Supplied text ->
---*---
In the 21st century, this anti-music attitude has largely translated into broad censorship of reggaetón, a genre originating in Panama and Puerto Rico that has become extremely popular in Cuba. The genre is typically apolitical and features hyper-sexualized lyrics, therefore the Cuban government has deemed it a threat to the less popular music promoted by the Castro regime.
In 2012, after the explosive success of the song “Chupi Chupi” by Osmani García, the Cuban Institute of Music announced that it would ban all reggaetón from Cuban airwaves. The president of the institute, Orlando Vistel, announced in an interview with the Communist Party newspaper Granma that “vulgar, banal and mediocre expressions” in “foreign trends that violate the most fundamental ethical principles” would be banned from the island, citing reggaetón as “more notorious” than other genres for challenging the ethics of the murderous Castro regime. The ban affected broadcasts as well as the ability of artists to organize concerts and book venues.
In the interview, Vistel implied that the problem with reggaetón was that the Castro regime did not control it, and it was more popular than the music it did. “Son and salsa, jazz and rumba … receive great international recognition. That is the reality of Cuban music and Cuban musicians,” he asserted.
---*---
The data ->
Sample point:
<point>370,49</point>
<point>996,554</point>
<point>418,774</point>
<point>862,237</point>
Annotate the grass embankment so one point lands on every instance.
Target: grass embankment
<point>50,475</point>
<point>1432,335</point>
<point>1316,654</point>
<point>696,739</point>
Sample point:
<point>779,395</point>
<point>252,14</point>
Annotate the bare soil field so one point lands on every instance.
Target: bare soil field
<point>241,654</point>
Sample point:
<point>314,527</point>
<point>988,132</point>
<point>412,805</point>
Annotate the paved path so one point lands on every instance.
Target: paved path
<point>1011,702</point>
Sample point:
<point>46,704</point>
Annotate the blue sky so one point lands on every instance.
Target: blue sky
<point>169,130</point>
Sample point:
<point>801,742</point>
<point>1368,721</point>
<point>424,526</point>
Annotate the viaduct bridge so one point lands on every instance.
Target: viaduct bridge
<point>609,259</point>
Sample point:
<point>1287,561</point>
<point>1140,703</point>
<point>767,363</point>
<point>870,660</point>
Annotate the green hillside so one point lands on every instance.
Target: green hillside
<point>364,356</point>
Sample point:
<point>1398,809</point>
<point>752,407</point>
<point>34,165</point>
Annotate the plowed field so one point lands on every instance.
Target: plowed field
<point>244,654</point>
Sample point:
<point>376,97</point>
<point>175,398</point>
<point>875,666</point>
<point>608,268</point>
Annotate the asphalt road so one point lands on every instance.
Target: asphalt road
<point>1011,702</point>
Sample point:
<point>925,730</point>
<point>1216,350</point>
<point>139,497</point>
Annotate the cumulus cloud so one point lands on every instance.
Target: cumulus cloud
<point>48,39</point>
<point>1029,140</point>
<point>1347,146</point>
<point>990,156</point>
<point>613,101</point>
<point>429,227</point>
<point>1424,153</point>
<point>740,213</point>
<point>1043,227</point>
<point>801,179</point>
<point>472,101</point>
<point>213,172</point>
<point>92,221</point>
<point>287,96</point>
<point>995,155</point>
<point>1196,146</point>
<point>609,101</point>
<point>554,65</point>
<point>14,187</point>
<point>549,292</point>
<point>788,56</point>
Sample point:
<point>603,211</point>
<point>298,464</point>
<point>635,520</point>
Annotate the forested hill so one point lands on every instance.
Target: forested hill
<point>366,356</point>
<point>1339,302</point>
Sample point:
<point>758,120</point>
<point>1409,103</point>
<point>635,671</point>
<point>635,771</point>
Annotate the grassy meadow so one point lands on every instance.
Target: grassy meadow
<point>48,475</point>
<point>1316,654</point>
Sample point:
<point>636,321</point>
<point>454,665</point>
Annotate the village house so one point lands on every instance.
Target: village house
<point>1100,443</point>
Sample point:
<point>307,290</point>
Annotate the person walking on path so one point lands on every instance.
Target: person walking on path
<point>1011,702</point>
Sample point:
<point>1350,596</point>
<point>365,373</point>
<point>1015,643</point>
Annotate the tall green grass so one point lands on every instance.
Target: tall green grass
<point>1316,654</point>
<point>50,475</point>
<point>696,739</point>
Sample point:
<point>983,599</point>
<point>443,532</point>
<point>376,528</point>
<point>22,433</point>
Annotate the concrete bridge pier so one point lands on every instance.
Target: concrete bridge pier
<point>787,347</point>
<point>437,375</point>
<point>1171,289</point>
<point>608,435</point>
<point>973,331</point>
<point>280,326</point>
---*---
Questions to answer ->
a. Return the portion of the text on reggaetón in Cuba starting with "In 2012, after" and going on through "and book venues.", copied word for word.
b. According to the text on reggaetón in Cuba, in which newspaper did Orlando Vistel give the interview announcing the ban?

Replies ->
a.
In 2012, after the explosive success of the song “Chupi Chupi” by Osmani García, the Cuban Institute of Music announced that it would ban all reggaetón from Cuban airwaves. The president of the institute, Orlando Vistel, announced in an interview with the Communist Party newspaper Granma that “vulgar, banal and mediocre expressions” in “foreign trends that violate the most fundamental ethical principles” would be banned from the island, citing reggaetón as “more notorious” than other genres for challenging the ethics of the murderous Castro regime. The ban affected broadcasts as well as the ability of artists to organize concerts and book venues.

b. Granma, the Communist Party newspaper.